Objectif: Poursuivez le texte sur la position de la Chine face au conflit israélo-palestinien, à partir de sa dernière phrase.
:: Passage fourni
Si la Chine prend le risque de s’aliéner Israël, c’est parce qu’elle voit dans le conflit actuel des enjeux plus larges que la question israélo-palestinienne. Pékin voit dans la crise une occasion de se démarquer du soutien occidental à Israël et de renforcer sa crédibilité dans le sud de la planète, où de nombreux pays restent très favorables à la cause palestinienne. Depuis le début de la crise, de nombreux pays du Moyen-Orient et d’ailleurs ont intensifié leurs critiques à l’égard de la politique de deux poids deux mesures de l’Occident en matière de respect du droit international, rappelant les pressions exercées par l’Occident pour soutenir l’Ukraine après l’invasion russe. À l’ONU, les États-Unis et les pays européens sont apparus isolés lorsqu’ils ont voté contre des résolutions soutenues par la Russie, le Brésil, la Chine et d’autres pays non occidentaux qui appelaient à un cessez-le-feu. 

Les divisions internationales suscitées par la crise actuelle n’ont fait qu’alimenter le discours de la Chine selon lequel l’ordre mondial dirigé par l’Occident doit être remodelé. Ces dernières années, la Chine a cherché à se présenter comme un leader alternatif sur la scène internationale. Elle a proposé de servir de médiateur dans plusieurs conflits, notamment en Ukraine, et a lancé les initiatives mondiales pour le développement, la sécurité et la civilisation dans le but de remettre en question l’ordre mondial dirigé par l’Occident. La question israélo-palestinienne est l’un des conflits pour lesquels la Chine a proposé plusieurs plans de paix et initiatives de médiation depuis le début des années 2000. Avant la visite du président de l’Autorité palestinienne, Mahmoud Abbas, à Pékin en juin, l’ancien ministre chinois des affaires étrangères, Qin Gang, a renouvelé son offre de faciliter les pourparlers de paix. À la suite de l’attaque du Hamas, le ministre chinois des affaires étrangères, Wang Yi, a appelé à une conférence de paix internationale et Pékin a envoyé son représentant spécial, Zhai Jun, dans la région.
::::
:: Entrées extraites
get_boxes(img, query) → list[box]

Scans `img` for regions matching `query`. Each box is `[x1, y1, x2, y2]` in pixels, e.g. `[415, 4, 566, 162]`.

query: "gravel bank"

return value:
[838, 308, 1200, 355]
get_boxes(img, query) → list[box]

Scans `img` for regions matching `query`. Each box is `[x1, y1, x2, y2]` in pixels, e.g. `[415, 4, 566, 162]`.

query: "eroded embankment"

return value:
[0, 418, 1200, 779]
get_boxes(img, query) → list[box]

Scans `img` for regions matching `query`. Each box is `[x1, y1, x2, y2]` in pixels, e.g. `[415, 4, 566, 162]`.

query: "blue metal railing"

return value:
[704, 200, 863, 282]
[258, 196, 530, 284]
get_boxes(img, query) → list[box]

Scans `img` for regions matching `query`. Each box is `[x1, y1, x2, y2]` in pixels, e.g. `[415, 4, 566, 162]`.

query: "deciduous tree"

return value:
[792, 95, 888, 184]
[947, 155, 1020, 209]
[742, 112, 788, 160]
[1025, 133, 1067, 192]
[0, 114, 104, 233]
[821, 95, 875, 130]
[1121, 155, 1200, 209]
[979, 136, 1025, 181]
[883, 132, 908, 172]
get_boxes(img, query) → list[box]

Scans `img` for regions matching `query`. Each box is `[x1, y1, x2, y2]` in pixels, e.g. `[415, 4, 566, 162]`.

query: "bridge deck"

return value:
::::
Résultat de l'exercice:
Mais malgré ces efforts, la Chine semble plutôt impuissante face à l’escalade actuelle, au-delà de quelques déclarations. Aucune des initiatives de médiation qu’elle a proposées par le passé entre Israël et l’Autorité palestinienne n’a jamais abouti. Compte tenu de la réticence actuelle de Pékin à condamner le Hamas, une médiation chinoise dans la crise actuelle semble encore moins probable qu’auparavant. 

Après quelques années de battage médiatique sur l’influence croissante de la Chine au Moyen-Orient, l’escalade actuelle à Gaza met en évidence le manque de poids politique de la Chine dans la région : Ses actions ont nui aux relations sino-israéliennes sans pour autant stimuler de manière significative ses relations avec les États arabes. Au contraire, le conflit a réaffirmé la domination géopolitique des États-Unis. Il a fallu près de deux semaines à Xi Jinping pour faire une déclaration sur la crise, alors que des dirigeants américains et européens et des diplomates de haut rang étaient déjà en tournée en Israël et au Moyen-Orient depuis une semaine. Les États-Unis, à l’encontre des récents débats sur leur retrait de la région, ont envoyé deux groupes d’intervention de porte-avions en Méditerranée, préparé environ 2 000 personnes à un déploiement potentiel et discutent d’un nouveau programme de soutien militaire à Israël d’un montant de 14 milliards de dollars. Le Royaume-Uni, la France, le Danemark et l’Allemagne ont également positionné des porte-avions et des navires en Méditerranée orientale. Même en dehors des puissances occidentales, la Russie semble actuellement beaucoup plus proactive que la Chine dans l’orientation du débat dans les forums internationaux tels que les Nations unies. 

Si la Chine ne montre que très peu d’empressement à contribuer à la désescalade de la crise au-delà de quelques déclarations fades, c’est peut-être aussi parce qu’elle n’y voit pas d’intérêt. Lors de la visite du ministre des affaires étrangères Wang Yi à Washington du 26 au 28 octobre, les États-Unis ont pressé la Chine de tirer parti de ses relations avec l’Iran et d’autres pays du Moyen-Orient pour désamorcer les tensions régionales et empêcher le conflit de s’étendre. Cependant, du point de vue de Pékin, le conflit israélo-palestinien est une guerre créée par l’Occident. À moins que le conflit ne dégénère en une agitation régionale plus large, ses intérêts fondamentaux – principalement la sécurité énergétique et la liberté de navigation – ne sont que marginalement affectés, du moins pour l’instant.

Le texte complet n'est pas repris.